Proposed rapid infiltration basins continue to spur safety concerns among residents, however officials last week gave a go-ahead to the construction of the system in areas of declining water levels in Pahrump Valley.
After a lengthy discussion, the Nye County Water District Governing Board greenlighted construction of RIBs in areas of declining water levels for the purpose of flood control and direct replenishment of the aquifer.
In the meantime, concerns about infiltration of the effluent water to the aquifer prevailed throughout much of the last WDGB meeting, preventing officials from making a decision on the use of effluent from the Utilities, Inc. of Central Nevada wastewater treatment plant.
“The only way I can vote for the construction of a rapid infiltration basin that accepts effluent from the wastewater treatment plant is if the effluent is treated to the potable water standards, period,” WDGB Chair Greg Dann said.
Under the permit granted by the Pahrump Regional Planning Commission in January, UICN planned to construct two rapid infiltration basins, or RIBs, at the former Willow Creek Golf Course by modifying existing overflow ponds located on the property for the purposes of effluent disposal, flood control and groundwater recharge.
Bruce Holmgren, staff engineer for the Bureau of Water Pollution Control at the Nevada Department of Environment Protection, said the system would put nonpotable water into a RIB and essentially use the soil as the final filter before the nonpotable water reaches the aquifer.

| Work to complete |
Continue the news report on the Pahrump Valley rapid infiltration basins, picking up after its final sentence.

| Dataset excerpt |

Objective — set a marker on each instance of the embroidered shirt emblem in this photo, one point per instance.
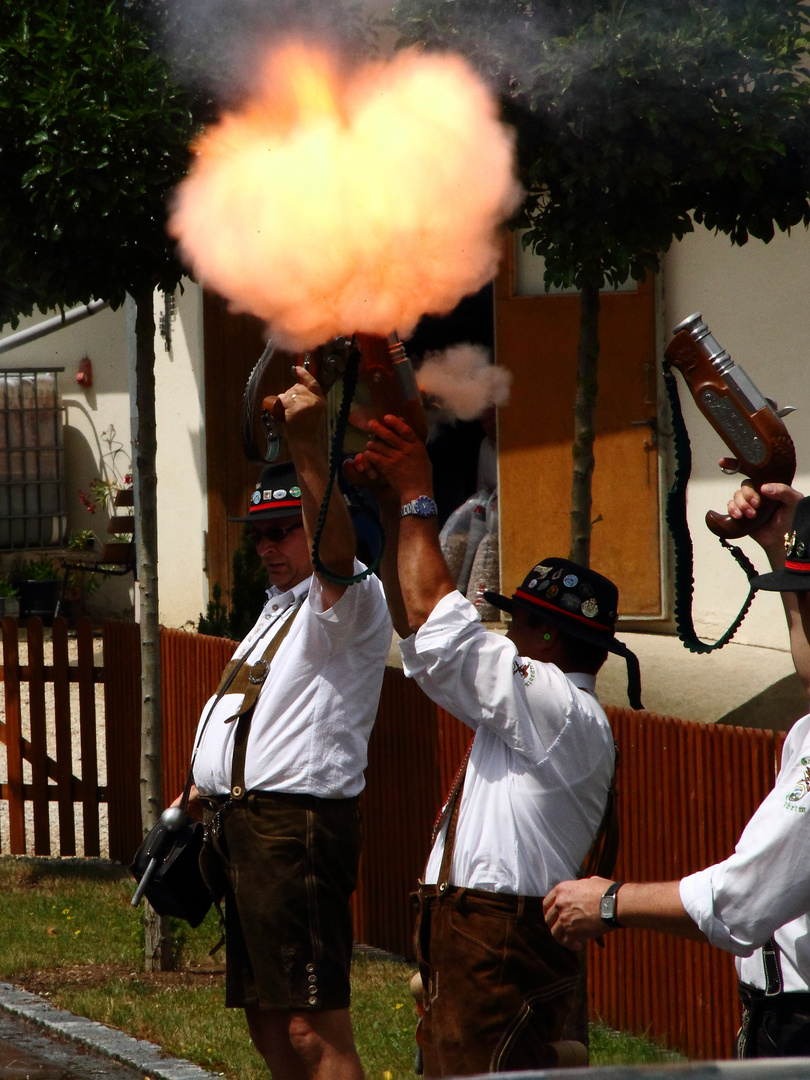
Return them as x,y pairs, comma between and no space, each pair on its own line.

| Task answer |
“Most of your degradation for groundwater coming from a wastewater effluent is nitrogen and this plant treats the influent so that discharge is less than 10 milligrams per liter total nitrogen. That’s more restrictive than the drinking water standard,” Holmgren said.
“The system has three monitoring wells and they would detect if there’s been degradation,” Holmgren said. “The permit was developed on the idea that it’s protective of waters in the state and the monitoring wells confirm that.”
UICN wants to use the effluent from UICN wastewater treatment plant No. 3 for reuse or storage in various ponds on site and to send the water to Lakeview Golf Course for reuse or dispose of the effluent in the new onsite RIBs on the property.
Two weeks ago, a number of officials toured UICN and the Pahrump Utility Company Inc., wastewater treatment plants, where they observed operations and met with employees.
UICN President Wendy Barnett said beneficial reuse of effluent is a “good thing” for the community.
“I am continually dumbfounded why it is so hard to do a good thing in this community,” she told WDGB at the meeting.
She said the water was “highly tested and highly-regulated, treated effluent water.” The fact that it was raising suspicion as runoff water made no sense to her, Barnett added.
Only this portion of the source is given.